§ READING TEXT:

════════════════════

In part, this change is a reflection of the Trust's determination to
begin in 2003 to record options as an expense at the time of
issuance. Additionally, greater reliance on restricted shares
reduces the potential dilutive impact from option grants. This
change is intended to provide appropriate long-term incentive to
Named Executive Officers that is competitive and consistent with the
interests of shareholders.
From FBL Financial
Group, proxy statement filed on 3/31/2004: For 2004 we have
included grants of performance-based restricted stock to the
executive group. This change is partially in response to our
expensing of stock option costs, and partially to create more
performance based incentives for this key group. We traditionally
grant stock options to executives and other key employees each
January 15. For the 2004 grant, we have determined a target level of
incentive awards to this group, then divided it by value, 50% in
stock options and 50% in performance-based restricted stock.
And what, if
anything, happened to the amount of executive pay packages? Carter
found "no evidence of a decrease in total compensation" to CEOs once
companies expensed options. The fact that executive pay did not
decrease led Carter to one of two conclusions: Either the favorable
accounting treatment for stock options did not lead to higher levels
of executive compensation "or firms find it difficult to downsize
the large executive pay packages that resulted from the favorable
accounting treatment for stock options," Carter writes.

════════════════════

§ RECORD SET:
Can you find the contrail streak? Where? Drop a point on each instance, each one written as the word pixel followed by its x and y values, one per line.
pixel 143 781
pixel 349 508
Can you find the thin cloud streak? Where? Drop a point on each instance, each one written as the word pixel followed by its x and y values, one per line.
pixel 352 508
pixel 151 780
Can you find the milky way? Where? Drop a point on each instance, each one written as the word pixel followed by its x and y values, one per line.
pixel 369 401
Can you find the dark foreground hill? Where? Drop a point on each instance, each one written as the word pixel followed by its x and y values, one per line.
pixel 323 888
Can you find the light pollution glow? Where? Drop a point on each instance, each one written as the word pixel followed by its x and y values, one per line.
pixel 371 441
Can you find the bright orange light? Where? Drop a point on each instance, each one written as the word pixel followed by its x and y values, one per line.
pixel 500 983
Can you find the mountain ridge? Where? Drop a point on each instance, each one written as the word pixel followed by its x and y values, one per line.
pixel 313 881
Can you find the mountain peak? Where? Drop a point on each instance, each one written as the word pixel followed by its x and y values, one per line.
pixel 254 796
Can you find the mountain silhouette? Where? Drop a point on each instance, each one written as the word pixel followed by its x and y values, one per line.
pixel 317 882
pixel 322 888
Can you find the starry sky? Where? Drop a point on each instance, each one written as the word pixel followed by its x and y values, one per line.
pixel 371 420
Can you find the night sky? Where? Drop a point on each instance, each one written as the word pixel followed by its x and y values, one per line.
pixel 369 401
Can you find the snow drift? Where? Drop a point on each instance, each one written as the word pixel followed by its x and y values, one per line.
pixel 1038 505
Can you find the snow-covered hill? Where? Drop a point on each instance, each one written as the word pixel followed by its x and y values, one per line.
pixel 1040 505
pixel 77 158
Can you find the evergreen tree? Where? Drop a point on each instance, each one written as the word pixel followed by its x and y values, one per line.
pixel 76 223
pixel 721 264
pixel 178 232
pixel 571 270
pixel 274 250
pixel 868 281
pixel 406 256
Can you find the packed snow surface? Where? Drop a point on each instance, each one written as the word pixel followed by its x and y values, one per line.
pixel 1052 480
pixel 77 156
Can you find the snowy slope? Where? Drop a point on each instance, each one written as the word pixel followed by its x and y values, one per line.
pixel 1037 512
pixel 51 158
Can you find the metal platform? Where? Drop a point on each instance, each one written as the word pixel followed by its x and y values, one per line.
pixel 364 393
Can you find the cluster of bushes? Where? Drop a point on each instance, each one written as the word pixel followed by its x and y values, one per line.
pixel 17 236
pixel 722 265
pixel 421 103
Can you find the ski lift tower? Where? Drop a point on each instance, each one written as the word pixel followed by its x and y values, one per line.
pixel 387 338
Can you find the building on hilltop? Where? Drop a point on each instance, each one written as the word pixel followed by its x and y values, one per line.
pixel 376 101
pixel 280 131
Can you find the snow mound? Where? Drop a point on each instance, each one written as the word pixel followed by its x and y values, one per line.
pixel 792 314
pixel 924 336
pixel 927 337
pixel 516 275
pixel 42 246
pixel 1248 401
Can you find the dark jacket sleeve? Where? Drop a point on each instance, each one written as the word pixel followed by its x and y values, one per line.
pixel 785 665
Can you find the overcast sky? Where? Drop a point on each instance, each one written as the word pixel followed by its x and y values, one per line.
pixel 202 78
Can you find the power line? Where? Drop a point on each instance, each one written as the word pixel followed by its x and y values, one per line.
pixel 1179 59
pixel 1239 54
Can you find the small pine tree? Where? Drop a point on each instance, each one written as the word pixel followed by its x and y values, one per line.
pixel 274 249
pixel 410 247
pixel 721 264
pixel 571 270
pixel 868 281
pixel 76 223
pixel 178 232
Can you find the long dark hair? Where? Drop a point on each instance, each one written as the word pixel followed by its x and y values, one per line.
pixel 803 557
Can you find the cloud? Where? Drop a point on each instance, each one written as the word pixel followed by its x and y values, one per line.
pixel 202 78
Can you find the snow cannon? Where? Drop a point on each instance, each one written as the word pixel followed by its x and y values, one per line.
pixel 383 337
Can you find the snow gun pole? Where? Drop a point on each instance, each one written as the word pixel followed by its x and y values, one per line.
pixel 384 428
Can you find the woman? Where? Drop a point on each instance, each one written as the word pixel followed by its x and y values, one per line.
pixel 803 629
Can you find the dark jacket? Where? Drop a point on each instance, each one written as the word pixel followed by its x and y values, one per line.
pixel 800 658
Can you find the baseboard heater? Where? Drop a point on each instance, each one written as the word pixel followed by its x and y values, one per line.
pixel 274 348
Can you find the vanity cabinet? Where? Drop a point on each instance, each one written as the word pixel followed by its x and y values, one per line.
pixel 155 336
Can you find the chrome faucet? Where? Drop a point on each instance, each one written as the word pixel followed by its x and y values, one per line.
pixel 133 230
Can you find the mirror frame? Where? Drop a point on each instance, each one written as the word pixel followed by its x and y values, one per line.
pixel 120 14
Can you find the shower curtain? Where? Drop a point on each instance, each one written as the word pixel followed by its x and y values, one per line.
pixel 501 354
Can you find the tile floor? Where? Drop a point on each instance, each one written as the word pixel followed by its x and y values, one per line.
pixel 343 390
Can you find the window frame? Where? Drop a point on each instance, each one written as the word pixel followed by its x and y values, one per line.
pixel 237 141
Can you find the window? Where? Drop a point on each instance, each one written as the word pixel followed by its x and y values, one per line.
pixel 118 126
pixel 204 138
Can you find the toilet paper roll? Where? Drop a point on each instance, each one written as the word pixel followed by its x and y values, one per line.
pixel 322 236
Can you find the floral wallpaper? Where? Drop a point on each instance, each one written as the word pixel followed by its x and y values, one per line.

════════════════════

§ SET TASKS:
1) From the passage on expensing stock options, copy the words exactly, starting with "In part, this" and going on through "interests of shareholders.".
2) Write the next part of the passage on expensing stock options and executive pay, picking up after its final sentence.

§ EXPECTED RESPONSES:
1)
In part, this change is a reflection of the Trust's determination to
begin in 2003 to record options as an expense at the time of
issuance. Additionally, greater reliance on restricted shares
reduces the potential dilutive impact from option grants. This
change is intended to provide appropriate long-term incentive to
Named Executive Officers that is competitive and consistent with the
interests of shareholders.

2)
In summary, Carter
concluded, the fact that "firms are granting fewer options and more
restricted stock suggests that these firms are shifting towards
restricted stock [in order to] provide longer-term performance
incentives, and that there will likely be changes in CEO
compensation now that SFAS 123(R) is effective. Though firms may
have appeared to favor options, under a regime of mandatory
expensing, the role of options in executive compensation may be
restricted."
Like an asterisk at
the bottom of a key paragraph, Carter and many others who studied
the ramifications of options expensing admit that the drop in
granting stock options is something of an "unintended consequence"
of the new FASB requirement. Why? Because the financial markets have
proven to be relatively efficient; the accounting change to options
expensing has actually not resulted in a significant drop in
corporate stock prices, a byproduct once feared by companies opposed
to the change. In 2004, a study by compensation consultant Towers
Perrin of 335 companies that voluntarily began to expense options
found no impact on their stock prices; another study by Bear,
Stearns & Co in 2004 predicted that the options expensing change
would reduce reported earnings of S&P 500 companies by less than
3%, according to BusinessWeek.
"There really
shouldn't be a problem," Carter says. "The value of the options was
in the footnotes. Anyone who is a hard-core market efficiency person
would say that any information that is public is already included in
the stock valuation. So expensing options shouldn't be making any
difference at all. But it is. Companies are cutting back on options
because they believe that there is an impact to expensing, but there
really shouldn't be."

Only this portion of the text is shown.